▸ EXERCISE AIM
Rewrite the items starting with the line that contains "Tag the blue dress" and going on through the line that contains "[[532, 172]]", changing every "wooden counter" to "oak counter". Leave everything else unchanged.

____ INPUT RECORDS

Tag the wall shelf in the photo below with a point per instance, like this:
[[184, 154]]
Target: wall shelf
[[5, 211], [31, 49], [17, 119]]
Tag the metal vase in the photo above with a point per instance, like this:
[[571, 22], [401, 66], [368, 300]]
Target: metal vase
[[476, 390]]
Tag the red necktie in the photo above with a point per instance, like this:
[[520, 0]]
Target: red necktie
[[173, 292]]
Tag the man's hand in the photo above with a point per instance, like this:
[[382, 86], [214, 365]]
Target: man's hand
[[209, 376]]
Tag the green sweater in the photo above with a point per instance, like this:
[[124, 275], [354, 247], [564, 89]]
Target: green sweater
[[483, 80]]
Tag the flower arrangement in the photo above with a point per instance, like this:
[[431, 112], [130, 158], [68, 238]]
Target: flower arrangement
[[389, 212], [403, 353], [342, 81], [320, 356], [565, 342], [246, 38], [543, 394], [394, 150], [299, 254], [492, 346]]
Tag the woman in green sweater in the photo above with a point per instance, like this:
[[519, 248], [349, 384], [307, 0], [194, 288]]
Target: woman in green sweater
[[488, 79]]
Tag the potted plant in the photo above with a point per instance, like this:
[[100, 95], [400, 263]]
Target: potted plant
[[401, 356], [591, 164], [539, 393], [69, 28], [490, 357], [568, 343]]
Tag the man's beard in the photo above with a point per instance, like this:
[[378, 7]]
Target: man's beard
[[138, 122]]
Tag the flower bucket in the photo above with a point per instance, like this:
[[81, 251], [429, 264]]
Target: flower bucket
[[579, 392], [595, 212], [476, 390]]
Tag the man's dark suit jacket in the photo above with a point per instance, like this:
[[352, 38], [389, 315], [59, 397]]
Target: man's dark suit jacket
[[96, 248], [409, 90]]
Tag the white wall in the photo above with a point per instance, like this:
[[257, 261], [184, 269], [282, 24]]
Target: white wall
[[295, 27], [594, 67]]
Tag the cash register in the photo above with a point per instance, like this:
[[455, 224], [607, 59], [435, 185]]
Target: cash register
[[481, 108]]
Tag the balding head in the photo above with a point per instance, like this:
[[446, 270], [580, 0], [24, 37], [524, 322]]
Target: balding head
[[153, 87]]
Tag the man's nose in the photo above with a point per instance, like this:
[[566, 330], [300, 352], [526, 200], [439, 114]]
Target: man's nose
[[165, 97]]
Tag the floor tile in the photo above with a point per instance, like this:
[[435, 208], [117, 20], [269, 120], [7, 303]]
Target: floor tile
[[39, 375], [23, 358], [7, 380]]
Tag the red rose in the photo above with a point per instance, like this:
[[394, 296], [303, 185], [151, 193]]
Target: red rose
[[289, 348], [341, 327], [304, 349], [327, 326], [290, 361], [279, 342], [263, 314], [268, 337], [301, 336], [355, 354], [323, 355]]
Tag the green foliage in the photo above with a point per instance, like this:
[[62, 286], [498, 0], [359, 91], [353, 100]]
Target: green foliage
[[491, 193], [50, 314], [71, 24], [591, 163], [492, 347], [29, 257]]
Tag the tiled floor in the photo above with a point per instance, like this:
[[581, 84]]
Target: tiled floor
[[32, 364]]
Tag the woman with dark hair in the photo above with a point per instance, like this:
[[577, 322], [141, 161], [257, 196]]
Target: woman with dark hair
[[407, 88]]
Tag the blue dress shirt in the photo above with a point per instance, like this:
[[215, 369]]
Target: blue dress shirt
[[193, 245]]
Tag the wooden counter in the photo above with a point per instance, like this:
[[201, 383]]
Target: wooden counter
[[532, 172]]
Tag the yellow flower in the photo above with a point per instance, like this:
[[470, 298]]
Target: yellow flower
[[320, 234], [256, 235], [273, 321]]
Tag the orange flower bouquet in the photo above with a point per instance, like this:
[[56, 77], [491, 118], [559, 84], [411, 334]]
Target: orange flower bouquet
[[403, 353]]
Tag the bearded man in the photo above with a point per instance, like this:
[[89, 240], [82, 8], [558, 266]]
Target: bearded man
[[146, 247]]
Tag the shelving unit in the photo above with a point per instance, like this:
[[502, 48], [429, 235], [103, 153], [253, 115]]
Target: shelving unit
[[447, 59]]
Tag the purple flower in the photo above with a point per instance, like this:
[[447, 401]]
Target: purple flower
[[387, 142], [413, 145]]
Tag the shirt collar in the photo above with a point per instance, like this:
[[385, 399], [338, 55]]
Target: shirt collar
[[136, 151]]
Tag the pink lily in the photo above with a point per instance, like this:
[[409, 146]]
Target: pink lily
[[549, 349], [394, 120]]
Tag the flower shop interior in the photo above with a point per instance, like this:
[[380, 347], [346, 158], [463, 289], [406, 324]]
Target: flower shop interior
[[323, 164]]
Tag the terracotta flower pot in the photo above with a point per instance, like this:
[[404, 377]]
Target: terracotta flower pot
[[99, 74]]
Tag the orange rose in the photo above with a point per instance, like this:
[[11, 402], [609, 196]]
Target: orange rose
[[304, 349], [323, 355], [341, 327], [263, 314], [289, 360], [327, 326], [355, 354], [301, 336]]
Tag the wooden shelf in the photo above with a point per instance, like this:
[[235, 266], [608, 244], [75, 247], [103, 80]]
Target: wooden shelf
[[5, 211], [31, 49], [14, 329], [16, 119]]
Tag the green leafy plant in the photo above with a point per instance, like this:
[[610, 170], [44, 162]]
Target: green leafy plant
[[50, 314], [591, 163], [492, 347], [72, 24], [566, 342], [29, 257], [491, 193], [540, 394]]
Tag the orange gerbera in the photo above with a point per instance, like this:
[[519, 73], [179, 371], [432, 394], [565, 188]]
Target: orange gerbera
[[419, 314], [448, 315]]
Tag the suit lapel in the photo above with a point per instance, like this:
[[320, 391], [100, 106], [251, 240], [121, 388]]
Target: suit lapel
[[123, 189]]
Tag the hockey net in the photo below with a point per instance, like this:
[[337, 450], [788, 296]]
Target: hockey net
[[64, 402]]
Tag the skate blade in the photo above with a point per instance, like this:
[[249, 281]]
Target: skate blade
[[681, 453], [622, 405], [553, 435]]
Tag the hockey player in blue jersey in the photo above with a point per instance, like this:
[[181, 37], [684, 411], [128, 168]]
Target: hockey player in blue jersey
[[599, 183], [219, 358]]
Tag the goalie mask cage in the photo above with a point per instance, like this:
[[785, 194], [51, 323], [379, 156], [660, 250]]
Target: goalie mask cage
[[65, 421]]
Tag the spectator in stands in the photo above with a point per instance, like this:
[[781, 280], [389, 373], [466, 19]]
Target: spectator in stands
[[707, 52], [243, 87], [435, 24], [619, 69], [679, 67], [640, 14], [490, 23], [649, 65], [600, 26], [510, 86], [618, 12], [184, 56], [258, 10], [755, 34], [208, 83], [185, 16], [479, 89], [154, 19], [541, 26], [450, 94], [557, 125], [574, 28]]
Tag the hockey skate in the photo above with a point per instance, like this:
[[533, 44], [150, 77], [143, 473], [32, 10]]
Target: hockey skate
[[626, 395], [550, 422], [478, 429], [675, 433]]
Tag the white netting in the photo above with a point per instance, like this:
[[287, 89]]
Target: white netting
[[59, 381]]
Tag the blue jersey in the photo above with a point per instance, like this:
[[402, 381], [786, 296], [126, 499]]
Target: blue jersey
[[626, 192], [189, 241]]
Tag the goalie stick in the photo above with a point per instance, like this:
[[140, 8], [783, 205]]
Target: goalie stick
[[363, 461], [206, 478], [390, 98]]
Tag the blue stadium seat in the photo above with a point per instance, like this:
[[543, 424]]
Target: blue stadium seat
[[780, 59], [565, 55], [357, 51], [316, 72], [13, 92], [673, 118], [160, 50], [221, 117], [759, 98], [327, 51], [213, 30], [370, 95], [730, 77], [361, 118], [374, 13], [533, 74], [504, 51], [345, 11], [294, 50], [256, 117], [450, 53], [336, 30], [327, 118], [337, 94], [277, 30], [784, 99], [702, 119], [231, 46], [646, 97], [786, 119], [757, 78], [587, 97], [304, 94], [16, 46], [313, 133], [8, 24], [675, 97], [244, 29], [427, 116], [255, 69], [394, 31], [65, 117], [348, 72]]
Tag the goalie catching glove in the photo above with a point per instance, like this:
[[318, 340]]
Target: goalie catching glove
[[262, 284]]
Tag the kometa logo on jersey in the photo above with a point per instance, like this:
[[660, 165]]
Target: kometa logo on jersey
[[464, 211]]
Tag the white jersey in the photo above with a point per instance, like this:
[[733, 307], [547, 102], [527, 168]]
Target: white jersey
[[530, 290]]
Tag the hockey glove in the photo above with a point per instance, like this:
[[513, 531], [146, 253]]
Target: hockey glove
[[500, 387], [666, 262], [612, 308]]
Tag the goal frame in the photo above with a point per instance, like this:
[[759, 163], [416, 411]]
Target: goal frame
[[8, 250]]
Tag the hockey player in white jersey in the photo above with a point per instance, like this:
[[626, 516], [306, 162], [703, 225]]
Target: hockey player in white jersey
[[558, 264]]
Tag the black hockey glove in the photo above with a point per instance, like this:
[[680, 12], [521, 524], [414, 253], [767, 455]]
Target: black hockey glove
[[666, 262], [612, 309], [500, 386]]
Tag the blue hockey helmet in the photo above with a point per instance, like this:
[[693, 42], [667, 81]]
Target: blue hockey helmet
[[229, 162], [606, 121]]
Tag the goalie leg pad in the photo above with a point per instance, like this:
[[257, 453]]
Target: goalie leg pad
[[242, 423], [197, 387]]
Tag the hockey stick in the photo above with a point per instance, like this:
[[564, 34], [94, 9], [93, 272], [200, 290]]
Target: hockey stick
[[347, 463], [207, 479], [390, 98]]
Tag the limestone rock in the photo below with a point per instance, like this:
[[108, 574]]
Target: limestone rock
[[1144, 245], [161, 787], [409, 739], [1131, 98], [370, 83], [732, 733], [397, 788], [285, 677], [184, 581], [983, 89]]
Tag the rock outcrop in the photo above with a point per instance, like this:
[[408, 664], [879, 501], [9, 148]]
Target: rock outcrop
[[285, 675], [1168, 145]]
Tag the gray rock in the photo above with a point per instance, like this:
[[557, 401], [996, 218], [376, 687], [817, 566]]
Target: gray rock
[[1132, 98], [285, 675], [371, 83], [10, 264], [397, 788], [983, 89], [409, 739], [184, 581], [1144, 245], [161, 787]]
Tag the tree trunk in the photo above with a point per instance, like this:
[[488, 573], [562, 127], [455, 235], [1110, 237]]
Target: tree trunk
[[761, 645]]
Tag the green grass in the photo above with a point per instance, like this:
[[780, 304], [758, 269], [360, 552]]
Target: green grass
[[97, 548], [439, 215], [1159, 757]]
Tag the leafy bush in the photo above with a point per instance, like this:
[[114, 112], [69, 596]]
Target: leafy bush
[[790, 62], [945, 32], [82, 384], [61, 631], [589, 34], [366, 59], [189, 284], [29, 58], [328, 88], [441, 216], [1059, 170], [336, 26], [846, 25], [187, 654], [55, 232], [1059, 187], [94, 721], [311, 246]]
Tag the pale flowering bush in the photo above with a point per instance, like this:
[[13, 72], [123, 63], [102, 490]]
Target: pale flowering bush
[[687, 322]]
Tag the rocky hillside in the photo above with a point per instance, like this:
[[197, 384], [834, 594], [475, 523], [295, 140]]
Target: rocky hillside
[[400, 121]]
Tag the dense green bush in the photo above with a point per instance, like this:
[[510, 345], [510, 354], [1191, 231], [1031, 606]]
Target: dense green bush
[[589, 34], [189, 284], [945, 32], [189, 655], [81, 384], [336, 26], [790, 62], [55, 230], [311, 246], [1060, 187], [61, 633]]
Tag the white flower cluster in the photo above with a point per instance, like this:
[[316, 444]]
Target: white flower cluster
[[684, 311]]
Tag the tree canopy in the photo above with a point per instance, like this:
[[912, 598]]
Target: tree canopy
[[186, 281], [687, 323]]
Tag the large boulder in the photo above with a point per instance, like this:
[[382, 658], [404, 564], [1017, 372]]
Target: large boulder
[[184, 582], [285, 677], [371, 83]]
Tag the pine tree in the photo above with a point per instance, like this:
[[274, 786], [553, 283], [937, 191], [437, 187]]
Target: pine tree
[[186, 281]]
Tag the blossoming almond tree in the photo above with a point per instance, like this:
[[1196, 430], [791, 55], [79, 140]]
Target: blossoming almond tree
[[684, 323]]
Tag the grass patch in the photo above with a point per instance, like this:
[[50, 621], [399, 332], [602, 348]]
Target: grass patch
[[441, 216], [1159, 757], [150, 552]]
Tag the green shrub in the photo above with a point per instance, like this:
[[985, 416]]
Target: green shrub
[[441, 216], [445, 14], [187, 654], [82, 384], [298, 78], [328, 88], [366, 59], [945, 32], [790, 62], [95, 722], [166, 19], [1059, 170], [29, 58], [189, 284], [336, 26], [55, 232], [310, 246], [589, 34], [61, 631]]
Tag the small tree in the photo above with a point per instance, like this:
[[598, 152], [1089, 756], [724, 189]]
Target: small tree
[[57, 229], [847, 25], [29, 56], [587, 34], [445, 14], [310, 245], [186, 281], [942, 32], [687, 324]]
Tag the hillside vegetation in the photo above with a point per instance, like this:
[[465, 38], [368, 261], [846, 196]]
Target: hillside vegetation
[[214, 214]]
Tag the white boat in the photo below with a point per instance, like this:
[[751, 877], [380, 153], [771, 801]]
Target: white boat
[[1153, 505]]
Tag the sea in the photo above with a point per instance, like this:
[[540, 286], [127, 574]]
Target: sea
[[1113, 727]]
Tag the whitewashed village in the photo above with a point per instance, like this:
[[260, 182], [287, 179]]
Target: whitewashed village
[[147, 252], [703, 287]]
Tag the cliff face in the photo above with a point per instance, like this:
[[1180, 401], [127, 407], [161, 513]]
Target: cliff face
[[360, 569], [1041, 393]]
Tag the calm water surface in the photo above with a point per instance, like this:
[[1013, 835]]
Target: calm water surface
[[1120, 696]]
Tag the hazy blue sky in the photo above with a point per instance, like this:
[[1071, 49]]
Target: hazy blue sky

________

▸ THE OUTPUT
Tag the blue dress shirt in the photo above with a point per instance, like this:
[[215, 369]]
Target: blue dress shirt
[[193, 245]]
Tag the oak counter in the photo above with a point per instance, like this:
[[201, 383]]
Target: oak counter
[[532, 172]]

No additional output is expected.